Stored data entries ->
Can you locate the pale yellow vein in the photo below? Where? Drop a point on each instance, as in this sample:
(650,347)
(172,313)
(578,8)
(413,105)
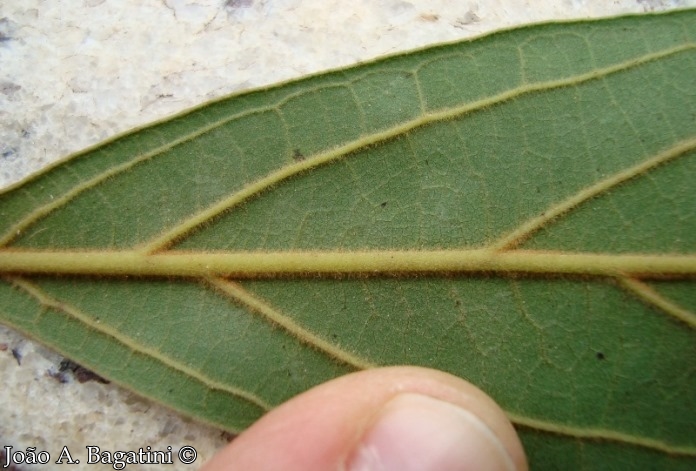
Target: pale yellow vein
(653,298)
(378,262)
(49,302)
(528,228)
(255,188)
(601,435)
(239,294)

DESCRIPTION OF THE TASK ->
Reproduce each record from above exactly; pictures do not belong in the copy.

EXPECTED ANSWER ->
Can you locate the pale yellow vein in the photo below? Where? Drop a point on each instance, as in this sample:
(650,347)
(172,313)
(578,8)
(413,105)
Target: pale yellow vein
(653,298)
(378,262)
(49,302)
(528,228)
(255,188)
(601,435)
(239,294)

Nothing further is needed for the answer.